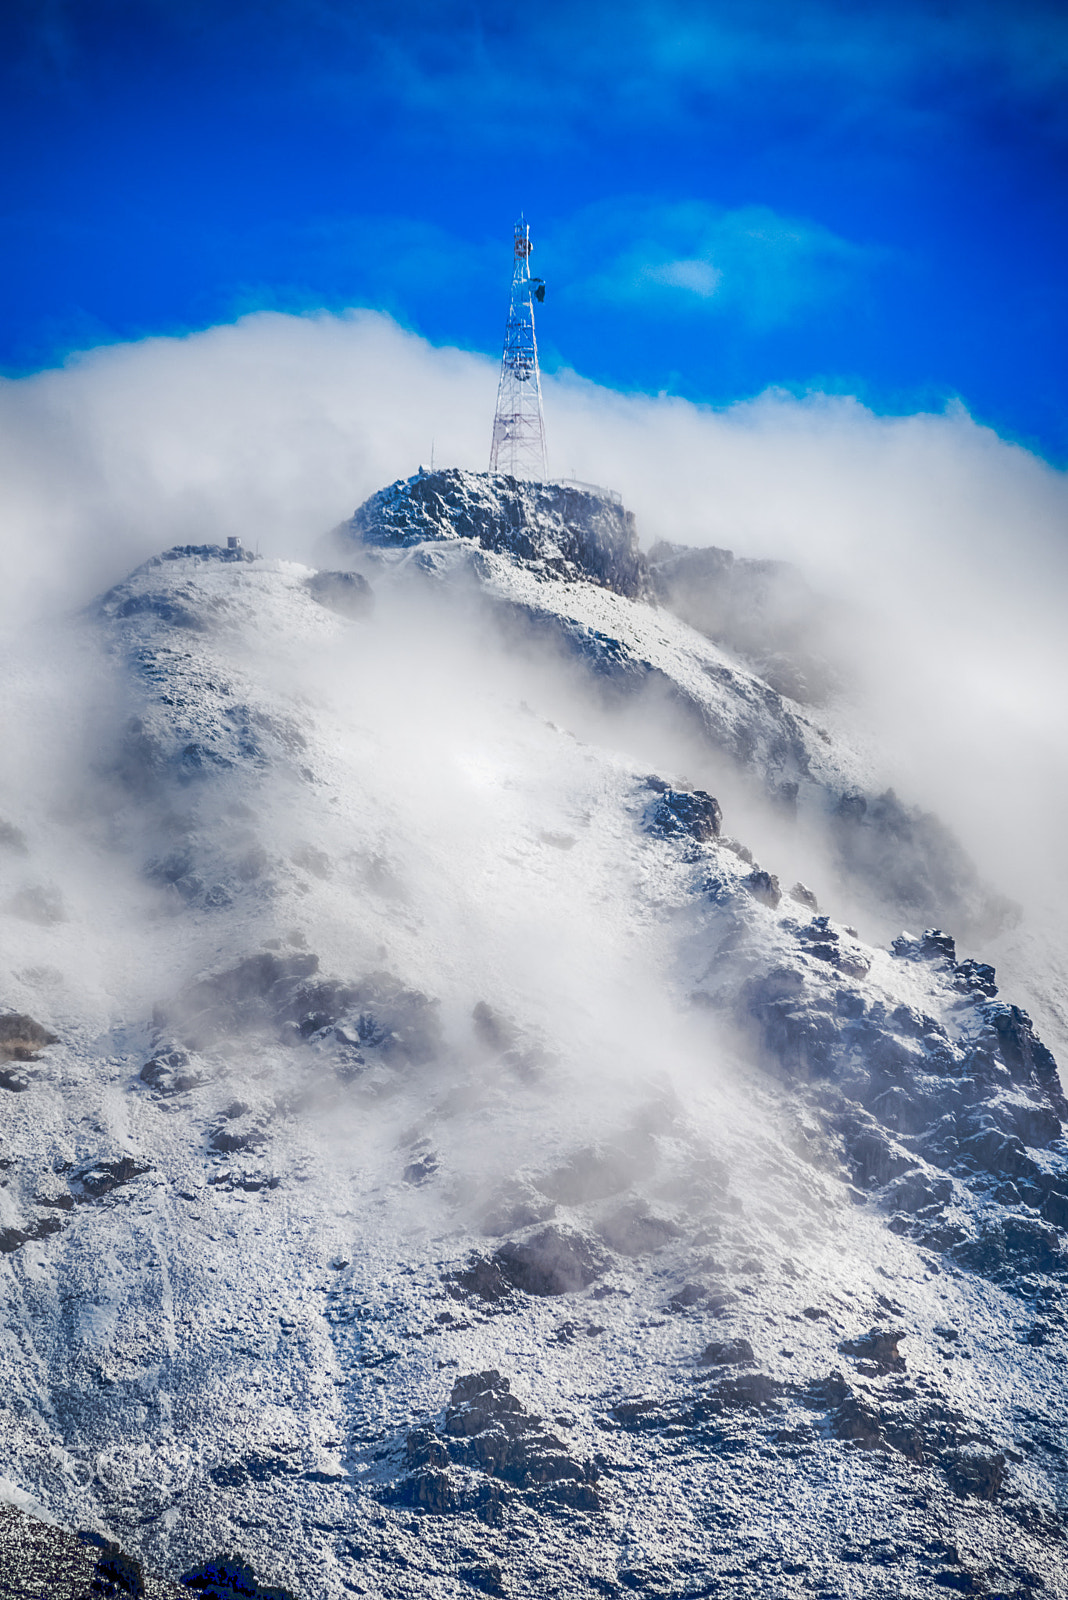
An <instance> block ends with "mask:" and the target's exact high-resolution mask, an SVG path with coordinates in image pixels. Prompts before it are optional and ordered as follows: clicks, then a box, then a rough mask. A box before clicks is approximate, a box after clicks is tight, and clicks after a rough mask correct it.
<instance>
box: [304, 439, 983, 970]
mask: <svg viewBox="0 0 1068 1600" xmlns="http://www.w3.org/2000/svg"><path fill="white" fill-rule="evenodd" d="M534 490H537V494H536V496H532V491H534ZM545 502H547V504H545ZM564 517H568V518H571V526H572V530H574V531H572V533H571V534H569V536H564V534H561V531H560V523H561V522H563V520H564ZM488 530H489V531H488ZM492 530H496V531H492ZM516 530H520V531H516ZM606 530H608V533H606ZM603 541H604V542H603ZM333 549H334V550H341V552H342V554H347V557H349V560H353V557H357V558H358V557H360V555H363V557H368V555H371V557H373V558H374V560H376V565H379V566H382V565H385V566H390V568H392V566H397V565H398V563H400V565H404V566H408V565H412V566H417V568H419V570H420V571H424V573H427V574H436V576H438V578H444V579H451V581H452V582H457V581H460V579H462V578H467V579H470V581H473V582H476V584H478V587H480V590H481V594H483V597H484V598H486V600H489V602H491V603H492V605H494V608H496V610H497V614H499V618H500V621H502V622H504V626H505V627H507V637H508V640H510V643H515V642H516V638H521V637H523V635H526V637H528V638H529V637H534V638H542V640H548V642H552V643H553V645H555V646H556V648H563V650H564V651H566V653H568V654H569V656H571V658H574V659H576V661H579V662H580V664H582V669H584V670H585V672H588V674H593V675H595V678H596V680H598V682H600V683H601V686H603V690H604V693H608V694H617V696H620V694H622V696H625V698H628V699H638V698H641V696H644V699H646V701H648V704H649V706H651V707H652V709H654V710H656V714H657V715H664V714H670V715H673V717H675V718H676V720H679V722H681V723H683V725H686V726H687V728H691V730H692V731H694V733H695V734H697V738H699V741H700V742H702V744H703V746H705V749H707V750H708V752H711V754H715V755H716V757H719V758H726V762H727V765H729V768H731V770H732V774H735V776H737V774H740V776H742V778H743V779H745V781H747V782H750V784H756V786H758V790H759V792H763V795H764V797H767V798H769V800H771V802H772V805H774V806H775V808H777V810H779V811H780V813H783V814H787V816H791V818H793V819H795V821H796V824H798V826H799V829H801V830H803V832H806V834H807V835H809V837H811V840H812V845H814V848H817V850H819V851H822V853H823V854H825V856H827V859H828V862H830V866H831V867H833V870H835V872H836V875H838V877H839V880H841V885H843V890H844V891H849V893H855V896H857V899H859V901H860V902H863V904H865V906H867V909H868V910H870V912H873V910H875V912H878V914H879V918H881V922H886V918H889V923H894V922H897V923H900V922H913V923H931V922H942V923H948V925H951V926H954V928H956V930H958V931H959V934H961V936H966V938H982V936H986V934H990V933H993V931H994V930H996V928H998V926H1001V925H1002V923H1004V922H1006V920H1010V918H1012V915H1014V907H1012V906H1009V904H1007V902H1006V901H1004V899H1002V898H999V896H998V894H994V893H991V891H990V890H988V888H986V886H985V885H983V883H982V880H980V877H978V874H977V870H975V866H974V864H972V862H970V861H969V859H967V856H966V853H964V851H962V850H961V846H959V843H958V842H956V838H954V837H953V834H951V832H950V829H948V827H946V826H945V824H943V822H940V821H938V819H937V818H934V816H931V814H927V813H923V811H921V810H918V808H916V806H910V805H908V803H905V802H902V800H900V798H899V797H897V795H895V792H894V790H892V789H883V790H881V792H879V790H878V789H875V787H873V784H875V782H876V781H878V778H876V774H878V768H876V763H875V758H873V754H871V752H862V750H860V749H859V747H857V744H855V742H854V741H851V739H849V738H847V736H846V734H844V733H843V731H841V730H839V731H838V733H836V734H831V733H830V731H828V723H827V717H828V715H830V710H828V709H825V712H823V717H822V720H819V722H817V720H815V718H814V717H812V714H811V710H809V707H806V706H803V704H799V702H798V701H793V699H790V698H788V696H785V694H783V693H780V691H779V690H775V688H772V686H771V685H769V683H767V682H764V680H763V678H759V677H758V675H756V674H755V672H753V670H751V669H750V667H748V666H747V664H745V658H743V656H740V654H739V653H737V642H739V640H740V638H745V637H747V626H748V634H750V635H756V634H759V632H761V629H767V619H766V618H761V616H759V610H761V606H766V605H767V603H771V602H769V597H767V592H766V586H753V584H750V586H743V587H742V589H740V590H739V594H737V598H735V600H731V598H727V602H721V603H723V605H724V606H726V610H727V611H729V613H731V626H724V619H723V618H719V627H718V630H716V632H718V637H719V640H721V643H715V642H713V638H711V637H708V634H702V632H699V630H697V629H695V627H692V626H689V621H687V618H694V619H703V621H705V624H707V626H708V627H713V626H715V618H713V616H711V613H710V610H708V602H707V595H705V597H703V600H702V590H700V586H699V582H697V581H695V579H694V576H692V573H694V568H697V571H699V573H702V571H703V566H707V557H708V554H716V555H719V557H723V555H726V554H729V552H689V555H691V558H692V560H691V562H689V563H687V566H684V568H683V573H684V582H683V586H681V587H683V592H684V595H686V598H687V600H689V603H687V605H681V608H679V611H681V614H679V616H675V614H673V613H671V611H668V610H665V608H664V606H657V605H652V603H649V602H651V600H654V597H656V594H657V590H659V592H660V595H662V597H664V598H665V600H668V602H670V600H671V597H673V595H675V600H676V603H678V595H676V592H675V589H673V587H671V584H670V582H668V581H667V579H665V571H670V568H671V563H670V562H665V560H660V562H657V563H656V565H654V566H652V568H651V566H649V563H648V562H646V558H644V557H643V554H641V550H640V549H638V542H636V530H635V525H633V518H630V520H628V518H627V514H625V512H624V510H622V507H619V506H616V504H614V502H612V501H606V499H604V498H601V493H600V491H593V490H580V488H563V486H561V488H558V490H556V488H553V486H552V485H518V483H516V482H515V480H513V478H500V477H497V478H494V477H491V475H488V474H472V472H460V470H456V469H449V470H443V472H436V474H427V472H420V474H417V475H416V477H414V478H409V480H406V482H403V483H395V485H392V486H390V488H389V490H382V491H381V494H377V496H374V498H373V499H369V501H368V502H366V506H361V507H360V509H358V510H357V514H355V515H353V518H352V522H350V523H342V526H341V528H339V530H336V531H334V539H333ZM601 549H604V552H606V554H604V555H600V554H596V552H598V550H601ZM702 555H703V562H702ZM679 560H681V552H679V550H676V552H675V563H673V565H675V566H678V563H679ZM719 565H723V563H719ZM614 574H622V576H619V578H614ZM739 600H742V602H743V600H748V602H750V605H748V608H747V610H745V611H743V613H742V614H739V611H740V610H742V608H740V606H739V603H737V602H739ZM758 602H759V603H758ZM694 606H695V611H694ZM702 606H703V608H702ZM743 616H747V618H748V624H747V622H745V621H743ZM780 632H785V634H787V638H788V637H790V635H788V630H785V629H780ZM724 646H726V648H724ZM732 651H734V653H732ZM780 667H782V675H783V677H785V675H787V670H785V664H782V662H780ZM795 670H798V672H801V670H804V662H803V661H801V659H799V658H796V659H795ZM753 798H756V795H753ZM889 923H887V926H889Z"/></svg>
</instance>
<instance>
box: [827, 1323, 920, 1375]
mask: <svg viewBox="0 0 1068 1600" xmlns="http://www.w3.org/2000/svg"><path fill="white" fill-rule="evenodd" d="M903 1338H905V1334H903V1331H902V1330H895V1328H873V1330H871V1331H870V1333H863V1334H862V1336H860V1338H859V1339H843V1342H841V1344H839V1346H838V1349H839V1350H841V1354H843V1355H849V1357H852V1360H855V1362H863V1363H865V1365H867V1366H870V1368H871V1371H875V1373H879V1374H884V1373H903V1371H905V1357H903V1355H902V1354H900V1352H899V1349H897V1346H899V1342H900V1339H903Z"/></svg>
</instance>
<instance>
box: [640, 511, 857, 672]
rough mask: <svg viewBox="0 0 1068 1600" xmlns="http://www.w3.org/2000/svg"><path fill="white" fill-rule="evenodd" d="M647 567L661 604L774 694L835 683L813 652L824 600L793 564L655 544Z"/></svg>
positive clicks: (816, 641) (734, 555) (822, 623)
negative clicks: (728, 651)
mask: <svg viewBox="0 0 1068 1600" xmlns="http://www.w3.org/2000/svg"><path fill="white" fill-rule="evenodd" d="M649 570H651V576H652V582H654V587H656V592H657V598H659V600H660V603H662V605H665V606H668V608H670V610H671V611H675V614H676V616H681V618H683V619H684V621H686V622H689V624H691V626H692V627H695V629H699V630H700V632H702V634H707V635H708V638H715V640H716V643H721V645H724V646H726V648H727V650H731V651H734V653H737V654H739V656H742V658H743V659H745V661H748V662H750V664H751V666H753V669H755V670H756V672H759V674H761V677H763V678H766V680H767V682H769V683H771V685H772V686H774V688H777V690H779V693H780V694H790V696H791V698H793V699H799V701H820V699H823V696H825V694H827V693H828V691H830V690H831V688H833V685H835V683H836V669H835V667H833V666H831V662H830V661H828V659H827V656H825V654H823V651H822V650H820V632H822V630H823V632H825V627H827V614H828V603H827V602H825V600H822V598H820V597H819V595H815V594H814V592H812V590H811V589H809V586H807V584H806V582H804V579H803V576H801V573H799V571H798V570H796V568H795V566H790V565H788V563H785V562H753V560H748V558H745V557H735V555H734V554H732V552H731V550H721V549H716V547H715V546H707V547H703V549H691V547H687V546H684V544H668V542H667V541H660V542H659V544H654V547H652V549H651V550H649Z"/></svg>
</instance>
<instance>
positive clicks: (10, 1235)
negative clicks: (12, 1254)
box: [0, 1216, 62, 1256]
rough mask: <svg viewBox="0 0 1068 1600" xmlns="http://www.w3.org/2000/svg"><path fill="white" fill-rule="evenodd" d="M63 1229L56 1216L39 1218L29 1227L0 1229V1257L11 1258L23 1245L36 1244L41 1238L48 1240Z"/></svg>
mask: <svg viewBox="0 0 1068 1600" xmlns="http://www.w3.org/2000/svg"><path fill="white" fill-rule="evenodd" d="M61 1227H62V1222H59V1221H58V1219H56V1218H54V1216H43V1218H38V1221H37V1222H32V1224H30V1226H29V1227H26V1229H22V1227H0V1256H11V1254H14V1251H16V1250H19V1248H21V1246H22V1245H30V1243H35V1242H37V1240H40V1238H48V1235H50V1234H58V1232H59V1230H61Z"/></svg>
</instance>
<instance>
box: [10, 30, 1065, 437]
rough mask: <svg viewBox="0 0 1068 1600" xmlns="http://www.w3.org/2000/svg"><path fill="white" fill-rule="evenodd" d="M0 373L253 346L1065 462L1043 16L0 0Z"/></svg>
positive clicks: (1055, 206)
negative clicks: (317, 322)
mask: <svg viewBox="0 0 1068 1600" xmlns="http://www.w3.org/2000/svg"><path fill="white" fill-rule="evenodd" d="M0 61H3V67H2V69H0V72H2V80H0V125H2V136H3V147H5V152H6V155H5V160H3V178H2V179H0V184H2V200H0V275H2V278H3V283H2V293H0V368H2V370H3V371H6V373H10V374H16V373H22V371H30V370H35V368H38V366H45V365H50V363H53V362H56V360H59V358H62V355H64V354H66V352H69V350H72V349H83V347H86V346H94V344H101V342H106V341H112V339H130V338H139V336H142V334H150V333H174V331H184V330H192V328H200V326H206V325H209V323H216V322H222V320H229V318H233V317H237V315H240V314H241V312H246V310H249V309H257V307H275V309H286V310H301V309H312V307H321V306H323V307H329V309H339V307H344V306H374V307H381V309H385V310H389V312H392V314H393V315H395V317H397V318H398V320H400V322H401V323H403V325H404V326H409V328H414V330H417V331H419V333H422V334H425V336H427V338H428V339H432V341H435V342H456V344H460V346H464V347H467V349H475V350H486V352H494V350H496V349H499V342H500V333H502V325H504V315H505V309H507V286H508V274H510V227H512V221H513V216H515V213H516V211H518V210H520V206H523V208H524V210H526V214H528V218H529V221H531V224H532V232H534V240H536V250H537V253H536V262H534V270H537V272H539V274H540V275H544V277H545V278H547V282H548V296H547V302H545V307H544V310H542V314H540V318H539V336H540V344H542V355H544V362H545V365H547V366H548V368H560V366H569V368H574V370H577V371H579V373H582V374H585V376H588V378H592V379H596V381H598V382H604V384H611V386H614V387H620V389H627V390H648V392H660V390H667V392H671V394H679V395H686V397H687V398H694V400H707V402H711V403H726V402H731V400H735V398H740V397H747V395H751V394H756V392H759V390H763V389H764V387H767V386H785V387H788V389H795V390H806V389H809V387H819V389H828V390H839V392H849V394H859V395H860V397H862V398H865V400H867V402H868V403H870V405H873V406H875V408H876V410H881V411H913V410H923V408H940V406H942V405H943V403H945V402H946V400H948V398H959V400H962V402H964V405H966V406H967V408H969V410H970V411H972V414H974V416H975V418H978V419H980V421H983V422H990V424H991V426H993V427H996V429H998V430H999V432H1001V434H1004V435H1007V437H1012V438H1018V440H1022V442H1023V443H1026V445H1030V446H1031V448H1034V450H1038V451H1041V453H1042V454H1046V456H1047V458H1049V459H1052V461H1055V462H1058V464H1063V462H1065V461H1068V378H1066V373H1068V360H1066V357H1068V310H1066V306H1065V282H1066V278H1068V13H1065V8H1063V5H1050V3H1034V0H1020V3H1014V5H1009V3H1004V0H990V3H982V0H958V3H953V0H948V3H916V0H892V3H883V0H875V3H870V5H865V6H857V5H855V3H838V0H820V3H806V0H798V3H793V5H787V3H782V0H747V3H742V0H707V3H689V0H675V3H659V0H657V3H643V0H617V3H601V0H588V3H584V0H572V3H569V5H560V3H556V0H545V3H540V5H523V6H516V5H504V3H494V5H486V3H481V0H470V3H449V0H444V3H433V5H432V3H420V0H395V3H382V0H369V3H361V0H304V3H299V5H297V3H293V0H259V3H246V0H181V3H174V0H8V3H6V6H5V8H3V11H2V19H0Z"/></svg>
________
[Task to complete] Out of the data above, set down the lines from the one with "positive clicks: (10, 1235)" to the one with "positive clicks: (1055, 206)", both included, exactly as written and with no additions.

[Solution below]
positive clicks: (10, 1235)
negative clicks: (12, 1254)
box: [0, 1216, 62, 1256]
rough mask: <svg viewBox="0 0 1068 1600" xmlns="http://www.w3.org/2000/svg"><path fill="white" fill-rule="evenodd" d="M63 1229L56 1216L39 1218L29 1227L0 1229V1257L11 1258L23 1245L36 1244L41 1238L48 1240Z"/></svg>
mask: <svg viewBox="0 0 1068 1600" xmlns="http://www.w3.org/2000/svg"><path fill="white" fill-rule="evenodd" d="M61 1227H62V1222H59V1221H58V1219H56V1218H54V1216H43V1218H38V1221H37V1222H32V1224H30V1226H29V1227H26V1229H22V1227H0V1256H11V1254H14V1251H16V1250H19V1248H21V1246H22V1245H30V1243H35V1242H37V1240H40V1238H48V1235H50V1234H58V1232H59V1230H61Z"/></svg>
</instance>
<instance>
box: [10, 30, 1065, 437]
rough mask: <svg viewBox="0 0 1068 1600" xmlns="http://www.w3.org/2000/svg"><path fill="white" fill-rule="evenodd" d="M0 373L253 346L1065 462L1043 16L0 0Z"/></svg>
positive clicks: (1055, 206)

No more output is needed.